··· DATA SUPPLIED ···

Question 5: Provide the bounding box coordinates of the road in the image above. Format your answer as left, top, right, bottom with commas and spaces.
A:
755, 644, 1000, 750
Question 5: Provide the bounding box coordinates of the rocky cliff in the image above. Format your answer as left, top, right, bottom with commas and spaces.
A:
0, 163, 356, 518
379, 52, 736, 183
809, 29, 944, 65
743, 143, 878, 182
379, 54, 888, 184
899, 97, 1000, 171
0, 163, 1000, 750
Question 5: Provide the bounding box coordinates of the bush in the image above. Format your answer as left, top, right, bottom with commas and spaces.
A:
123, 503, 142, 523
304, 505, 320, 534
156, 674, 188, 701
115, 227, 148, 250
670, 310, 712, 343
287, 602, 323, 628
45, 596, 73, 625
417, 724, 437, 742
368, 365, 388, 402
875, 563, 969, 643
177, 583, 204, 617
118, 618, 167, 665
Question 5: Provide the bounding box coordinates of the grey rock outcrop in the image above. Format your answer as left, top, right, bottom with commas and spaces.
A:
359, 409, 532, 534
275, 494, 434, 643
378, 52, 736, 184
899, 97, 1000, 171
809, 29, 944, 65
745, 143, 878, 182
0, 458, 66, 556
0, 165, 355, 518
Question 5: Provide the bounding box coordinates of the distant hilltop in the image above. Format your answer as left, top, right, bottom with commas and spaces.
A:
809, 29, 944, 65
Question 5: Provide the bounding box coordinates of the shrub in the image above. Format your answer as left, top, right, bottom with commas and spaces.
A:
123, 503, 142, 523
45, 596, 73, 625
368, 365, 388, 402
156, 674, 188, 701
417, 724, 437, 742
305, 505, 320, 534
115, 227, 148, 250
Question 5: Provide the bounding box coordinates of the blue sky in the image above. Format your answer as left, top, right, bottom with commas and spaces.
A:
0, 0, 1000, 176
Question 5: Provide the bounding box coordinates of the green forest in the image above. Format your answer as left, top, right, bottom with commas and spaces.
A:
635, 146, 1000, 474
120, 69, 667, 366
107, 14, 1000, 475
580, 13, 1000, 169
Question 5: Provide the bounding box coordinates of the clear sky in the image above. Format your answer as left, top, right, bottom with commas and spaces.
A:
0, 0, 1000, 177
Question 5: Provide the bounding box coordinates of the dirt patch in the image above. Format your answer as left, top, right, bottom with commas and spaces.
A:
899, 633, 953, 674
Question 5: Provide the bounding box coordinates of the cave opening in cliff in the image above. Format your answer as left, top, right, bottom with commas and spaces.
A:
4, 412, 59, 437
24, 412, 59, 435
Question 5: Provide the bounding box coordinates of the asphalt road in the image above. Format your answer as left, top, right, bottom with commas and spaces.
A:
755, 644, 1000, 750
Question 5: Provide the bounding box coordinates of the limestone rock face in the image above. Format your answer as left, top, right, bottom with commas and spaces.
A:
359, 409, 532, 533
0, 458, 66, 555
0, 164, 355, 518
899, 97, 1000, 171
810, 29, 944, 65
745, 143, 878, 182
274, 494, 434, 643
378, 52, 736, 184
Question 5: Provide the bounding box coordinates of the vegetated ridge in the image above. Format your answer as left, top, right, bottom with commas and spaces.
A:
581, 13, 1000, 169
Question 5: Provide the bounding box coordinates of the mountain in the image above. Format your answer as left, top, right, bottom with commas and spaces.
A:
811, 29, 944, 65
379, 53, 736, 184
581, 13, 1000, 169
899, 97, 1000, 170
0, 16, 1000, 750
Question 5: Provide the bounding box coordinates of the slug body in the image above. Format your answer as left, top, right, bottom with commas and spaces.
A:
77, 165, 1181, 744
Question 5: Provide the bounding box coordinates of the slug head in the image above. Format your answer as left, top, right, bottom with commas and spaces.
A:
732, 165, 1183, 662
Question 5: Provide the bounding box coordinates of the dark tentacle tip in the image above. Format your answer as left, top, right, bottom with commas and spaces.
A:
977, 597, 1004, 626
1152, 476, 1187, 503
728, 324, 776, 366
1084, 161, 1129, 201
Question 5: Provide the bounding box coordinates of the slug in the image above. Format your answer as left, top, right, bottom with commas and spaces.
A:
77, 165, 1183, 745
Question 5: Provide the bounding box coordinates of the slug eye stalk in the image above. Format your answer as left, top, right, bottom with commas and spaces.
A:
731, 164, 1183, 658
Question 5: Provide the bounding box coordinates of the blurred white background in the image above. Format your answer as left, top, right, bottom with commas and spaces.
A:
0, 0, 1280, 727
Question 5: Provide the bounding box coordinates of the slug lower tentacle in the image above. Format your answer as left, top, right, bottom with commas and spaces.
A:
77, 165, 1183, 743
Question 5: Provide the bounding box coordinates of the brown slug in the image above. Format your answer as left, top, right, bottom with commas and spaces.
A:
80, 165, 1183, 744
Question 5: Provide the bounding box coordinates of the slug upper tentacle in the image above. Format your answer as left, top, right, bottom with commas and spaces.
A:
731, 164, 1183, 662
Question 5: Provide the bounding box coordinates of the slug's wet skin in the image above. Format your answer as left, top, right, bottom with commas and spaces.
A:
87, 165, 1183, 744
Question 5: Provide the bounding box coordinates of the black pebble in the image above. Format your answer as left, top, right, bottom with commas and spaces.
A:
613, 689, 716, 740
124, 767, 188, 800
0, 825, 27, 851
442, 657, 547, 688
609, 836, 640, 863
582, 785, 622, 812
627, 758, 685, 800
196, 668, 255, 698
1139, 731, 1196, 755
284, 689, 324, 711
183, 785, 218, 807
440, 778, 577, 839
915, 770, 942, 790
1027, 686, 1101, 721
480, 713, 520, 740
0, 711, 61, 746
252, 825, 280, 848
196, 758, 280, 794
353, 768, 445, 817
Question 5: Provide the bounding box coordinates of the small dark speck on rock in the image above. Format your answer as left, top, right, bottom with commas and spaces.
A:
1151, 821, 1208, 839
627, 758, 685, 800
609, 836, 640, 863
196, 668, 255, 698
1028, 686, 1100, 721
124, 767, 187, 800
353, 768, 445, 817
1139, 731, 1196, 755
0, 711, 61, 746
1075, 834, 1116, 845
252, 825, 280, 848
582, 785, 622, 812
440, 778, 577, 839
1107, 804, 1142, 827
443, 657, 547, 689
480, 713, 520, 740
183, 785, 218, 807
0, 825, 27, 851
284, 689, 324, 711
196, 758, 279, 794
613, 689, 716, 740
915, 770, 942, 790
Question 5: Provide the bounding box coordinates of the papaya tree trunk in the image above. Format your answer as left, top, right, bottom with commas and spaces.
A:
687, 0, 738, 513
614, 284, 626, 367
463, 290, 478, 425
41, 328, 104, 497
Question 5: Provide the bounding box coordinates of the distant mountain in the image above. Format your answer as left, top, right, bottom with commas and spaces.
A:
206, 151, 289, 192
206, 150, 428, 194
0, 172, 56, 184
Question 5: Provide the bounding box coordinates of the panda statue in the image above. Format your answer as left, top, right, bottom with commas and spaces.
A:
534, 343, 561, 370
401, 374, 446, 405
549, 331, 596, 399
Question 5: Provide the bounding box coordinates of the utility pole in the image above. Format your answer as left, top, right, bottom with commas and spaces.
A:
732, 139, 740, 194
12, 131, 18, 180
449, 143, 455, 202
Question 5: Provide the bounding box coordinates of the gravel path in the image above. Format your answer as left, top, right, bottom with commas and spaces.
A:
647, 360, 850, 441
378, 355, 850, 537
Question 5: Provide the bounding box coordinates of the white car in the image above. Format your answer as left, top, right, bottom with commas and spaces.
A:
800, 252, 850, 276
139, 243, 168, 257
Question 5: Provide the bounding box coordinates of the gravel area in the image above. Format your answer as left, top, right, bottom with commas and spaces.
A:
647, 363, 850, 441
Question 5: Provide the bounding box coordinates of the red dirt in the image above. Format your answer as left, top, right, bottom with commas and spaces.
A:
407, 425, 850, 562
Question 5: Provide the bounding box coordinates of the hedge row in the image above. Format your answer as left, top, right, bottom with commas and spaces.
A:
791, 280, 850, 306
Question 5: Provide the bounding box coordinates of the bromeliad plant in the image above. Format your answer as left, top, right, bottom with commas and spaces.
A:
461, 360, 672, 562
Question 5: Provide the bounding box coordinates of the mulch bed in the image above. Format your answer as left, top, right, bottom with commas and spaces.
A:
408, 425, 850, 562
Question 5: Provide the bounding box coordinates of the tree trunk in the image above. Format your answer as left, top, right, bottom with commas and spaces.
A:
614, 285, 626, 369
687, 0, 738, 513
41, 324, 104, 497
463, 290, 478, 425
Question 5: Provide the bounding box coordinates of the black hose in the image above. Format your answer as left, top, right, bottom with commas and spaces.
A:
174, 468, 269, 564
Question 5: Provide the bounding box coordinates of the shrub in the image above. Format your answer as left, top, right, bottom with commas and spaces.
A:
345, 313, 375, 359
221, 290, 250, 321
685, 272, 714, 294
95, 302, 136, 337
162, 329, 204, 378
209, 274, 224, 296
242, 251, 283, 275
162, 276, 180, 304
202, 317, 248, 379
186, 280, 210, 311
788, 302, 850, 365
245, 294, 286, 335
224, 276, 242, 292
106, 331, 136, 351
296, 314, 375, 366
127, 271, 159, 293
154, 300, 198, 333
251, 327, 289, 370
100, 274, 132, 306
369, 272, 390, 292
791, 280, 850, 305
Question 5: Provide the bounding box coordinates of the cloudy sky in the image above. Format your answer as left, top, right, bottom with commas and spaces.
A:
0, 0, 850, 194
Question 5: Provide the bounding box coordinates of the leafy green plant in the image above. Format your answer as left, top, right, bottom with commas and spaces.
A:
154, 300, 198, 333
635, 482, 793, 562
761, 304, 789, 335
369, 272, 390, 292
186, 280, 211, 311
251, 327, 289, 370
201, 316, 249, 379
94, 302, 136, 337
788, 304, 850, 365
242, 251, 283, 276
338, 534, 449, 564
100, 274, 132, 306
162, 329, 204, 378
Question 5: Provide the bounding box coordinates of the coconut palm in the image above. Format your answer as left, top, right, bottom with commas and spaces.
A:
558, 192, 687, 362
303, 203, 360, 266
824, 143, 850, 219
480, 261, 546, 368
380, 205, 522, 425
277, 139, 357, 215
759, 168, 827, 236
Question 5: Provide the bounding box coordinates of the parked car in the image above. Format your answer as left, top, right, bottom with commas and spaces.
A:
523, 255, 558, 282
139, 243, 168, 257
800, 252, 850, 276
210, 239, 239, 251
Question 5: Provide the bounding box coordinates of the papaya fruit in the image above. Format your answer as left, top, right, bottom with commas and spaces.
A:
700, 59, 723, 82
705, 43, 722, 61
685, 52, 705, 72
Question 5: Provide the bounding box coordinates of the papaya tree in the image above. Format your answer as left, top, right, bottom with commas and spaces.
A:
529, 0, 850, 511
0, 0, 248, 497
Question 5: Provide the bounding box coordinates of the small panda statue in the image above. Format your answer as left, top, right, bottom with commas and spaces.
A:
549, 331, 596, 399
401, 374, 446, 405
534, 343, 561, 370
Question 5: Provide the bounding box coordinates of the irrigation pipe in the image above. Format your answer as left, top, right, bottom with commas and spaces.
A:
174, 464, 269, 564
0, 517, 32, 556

···

- [CHALLENGE]:
Reproduce, character for character, the stretch of the items above from the line containing "Question 5: Provide the bounding box coordinates of the blue" through the line containing "24, 412, 59, 435", including both of those lines.

- [WRITTEN SOLUTION]:
Question 5: Provide the bounding box coordinates of the blue sky in the image above. Format your answer as left, top, right, bottom with commas and spaces.
A:
0, 0, 1000, 176
Question 5: Provide the bounding box coordinates of the green forest in the image above. Format your answer as left, top, right, bottom with commas and spaces.
A:
635, 146, 1000, 474
120, 69, 667, 366
107, 14, 1000, 475
580, 13, 1000, 169
Question 5: Provide the bounding box coordinates of the clear sky in the image above. Format your answer as left, top, right, bottom with commas and spaces.
A:
0, 0, 1000, 177
Question 5: Provide the bounding box coordinates of the dirt patch in the image above. Format your answer as left, top, right, bottom with commas and spaces.
A:
899, 633, 953, 674
Question 5: Provide the bounding box coordinates of the cave opening in cliff in the image above. Format your answer as left, top, right, bottom with commas and spaces.
A:
4, 412, 59, 437
24, 412, 59, 435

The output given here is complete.